Usando le informazioni:
A: Nel blocco di testo, trasforma in un elenco puntato il paragrafo che comincia con "Con la sentenza 18.1.2018", mantenendone i fatti principali.
B: Nel blocco di testo, quale pronuncia della Corte di Cassazione ha segnato da ultimo gli esiti sul licenziamento per impossibilità sopravvenuta?

Blocco di testo:
================================
Il contributo richiama le principali questioni aperte quanto all’applicazione del principio paritario in materia di comporto dei lavoratori disabili e dà conto della soluzione offerta ad alcune di queste da Cass. 9095/2023.
The case note recalls the main open questions concerning the application of the equal treatment principle to disabled workers and gives an account of the solution offered to some of them by Court of Cassation 9095/2023.
di Elisabetta Tarquini
La discriminazione per ragioni di handicap si conferma l’ambito in cui la piena attuazione del principio paritario ha più inciso sulla disciplina limitativa dei licenziamenti, evidentemente in ragione della previsione, contenuta nella direttiva 2000/78, dell’obbligo datoriale di adottare “accomodamenti ragionevoli,” idonei a consentire al lavoratore o alla lavoratrice disabile di svolgere la sua prestazione in condizioni di parità e sicurezza
Il tema ha avuto uno spazio significativo nella giurisprudenza di merito e poi di legittimità innanzi tutto a proposito del licenziamento per impossibilità sopravvenuta, con esiti controversi, segnati da ultimo dall’ampia motivazione della pronuncia 6497/2021 della Corte di Cassazione[1].
Ma le decisioni in questa materia della Corte di Giustizia hanno inciso molto, e in modo molto complesso, anche sul licenziamento per superamento del comporto quando le assenze riguardino lavoratori disabili e siano riferibili alla patologia da cui dipende la disabilità.
Con la sentenza 18.1.2018, resa nella causa C-270/16, infatti, Corte di Giustizia ha affermato che un lavoratore disabile è, in linea di principio, maggiormente esposto al rischio di vedersi applicare le disposizioni sul comporto rispetto a un lavoratore non disabile, così che le disposizioni come quella spagnola, che era soggetta all’esame della Corte e che prevede la risoluzione del rapporto in caso di superamento di un certo numero di assenze definite intermittenti, sono idonee a svantaggiare i lavoratori disabili e, quindi, a comportare una disparità di trattamento indirettamente basata sulla disabilità, così che è indispensabile per l’interprete valutare se una simile disparità si dia per una finalità legittima e questa sia perseguita con mezzi appropriati e necessari.
================================
Dati presentati:

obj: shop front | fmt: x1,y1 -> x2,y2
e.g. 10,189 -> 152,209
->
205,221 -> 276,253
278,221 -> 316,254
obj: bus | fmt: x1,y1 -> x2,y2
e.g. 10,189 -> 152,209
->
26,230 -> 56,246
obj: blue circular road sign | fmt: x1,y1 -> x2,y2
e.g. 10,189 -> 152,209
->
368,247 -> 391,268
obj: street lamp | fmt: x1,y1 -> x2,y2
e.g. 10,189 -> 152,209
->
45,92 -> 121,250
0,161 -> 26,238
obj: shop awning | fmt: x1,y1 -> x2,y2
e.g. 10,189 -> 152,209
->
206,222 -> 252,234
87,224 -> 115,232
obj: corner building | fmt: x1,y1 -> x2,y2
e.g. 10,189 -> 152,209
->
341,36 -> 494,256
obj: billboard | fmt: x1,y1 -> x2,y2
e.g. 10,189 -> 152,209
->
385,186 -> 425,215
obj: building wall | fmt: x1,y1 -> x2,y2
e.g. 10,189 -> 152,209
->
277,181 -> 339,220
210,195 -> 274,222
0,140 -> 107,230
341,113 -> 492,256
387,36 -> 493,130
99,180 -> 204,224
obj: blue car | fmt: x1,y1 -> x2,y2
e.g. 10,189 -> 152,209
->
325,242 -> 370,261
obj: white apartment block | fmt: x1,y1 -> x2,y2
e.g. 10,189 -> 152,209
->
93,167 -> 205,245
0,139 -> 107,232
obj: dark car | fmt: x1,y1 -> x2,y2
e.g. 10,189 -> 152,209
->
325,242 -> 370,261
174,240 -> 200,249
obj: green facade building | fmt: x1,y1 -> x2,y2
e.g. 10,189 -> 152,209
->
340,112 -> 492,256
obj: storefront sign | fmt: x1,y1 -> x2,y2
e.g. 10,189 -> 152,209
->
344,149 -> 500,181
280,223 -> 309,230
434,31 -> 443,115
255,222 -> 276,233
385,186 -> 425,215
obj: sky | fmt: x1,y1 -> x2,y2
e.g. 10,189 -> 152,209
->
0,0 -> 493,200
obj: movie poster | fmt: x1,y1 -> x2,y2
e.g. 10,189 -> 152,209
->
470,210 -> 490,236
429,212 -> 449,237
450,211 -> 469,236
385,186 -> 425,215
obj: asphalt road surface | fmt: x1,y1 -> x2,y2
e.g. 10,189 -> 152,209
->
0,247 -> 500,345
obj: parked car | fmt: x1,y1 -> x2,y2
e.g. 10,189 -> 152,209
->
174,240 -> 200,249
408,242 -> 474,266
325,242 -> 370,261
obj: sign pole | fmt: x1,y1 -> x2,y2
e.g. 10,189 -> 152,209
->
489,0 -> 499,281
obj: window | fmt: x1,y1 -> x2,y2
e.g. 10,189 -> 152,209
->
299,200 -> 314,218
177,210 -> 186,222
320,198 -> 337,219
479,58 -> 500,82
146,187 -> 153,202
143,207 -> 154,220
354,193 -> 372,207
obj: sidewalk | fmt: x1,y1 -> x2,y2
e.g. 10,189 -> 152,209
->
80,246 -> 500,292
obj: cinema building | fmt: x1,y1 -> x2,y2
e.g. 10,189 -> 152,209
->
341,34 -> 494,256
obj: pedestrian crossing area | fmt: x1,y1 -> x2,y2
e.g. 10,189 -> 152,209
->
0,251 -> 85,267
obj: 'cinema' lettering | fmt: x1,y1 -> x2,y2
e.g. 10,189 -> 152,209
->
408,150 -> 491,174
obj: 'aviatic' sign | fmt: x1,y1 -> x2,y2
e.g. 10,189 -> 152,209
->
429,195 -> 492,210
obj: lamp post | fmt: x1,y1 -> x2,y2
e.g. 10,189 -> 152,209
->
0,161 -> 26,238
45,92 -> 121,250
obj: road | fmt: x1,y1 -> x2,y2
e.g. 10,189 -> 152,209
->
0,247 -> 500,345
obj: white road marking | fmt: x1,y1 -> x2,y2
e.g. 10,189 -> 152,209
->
================================
Risposte qui sotto:
A:
- La Corte di Giustizia si è pronunciata con la sentenza del 18.1.2018, causa C-270/16.
- In linea di principio, un lavoratore disabile è più esposto di un lavoratore non disabile al rischio che gli si applichino le disposizioni sul comporto.
- Alcune norme possono svantaggiare i lavoratori disabili e quindi produrre una disparità di trattamento indirettamente basata sulla disabilità. Un esempio è la norma spagnola esaminata dalla Corte, che prevede la risoluzione del rapporto oltre un certo numero di assenze intermittenti.
- L'interprete deve valutare se la disparità persegua una finalità legittima con mezzi appropriati e necessari.

B: La pronuncia 6497/2021.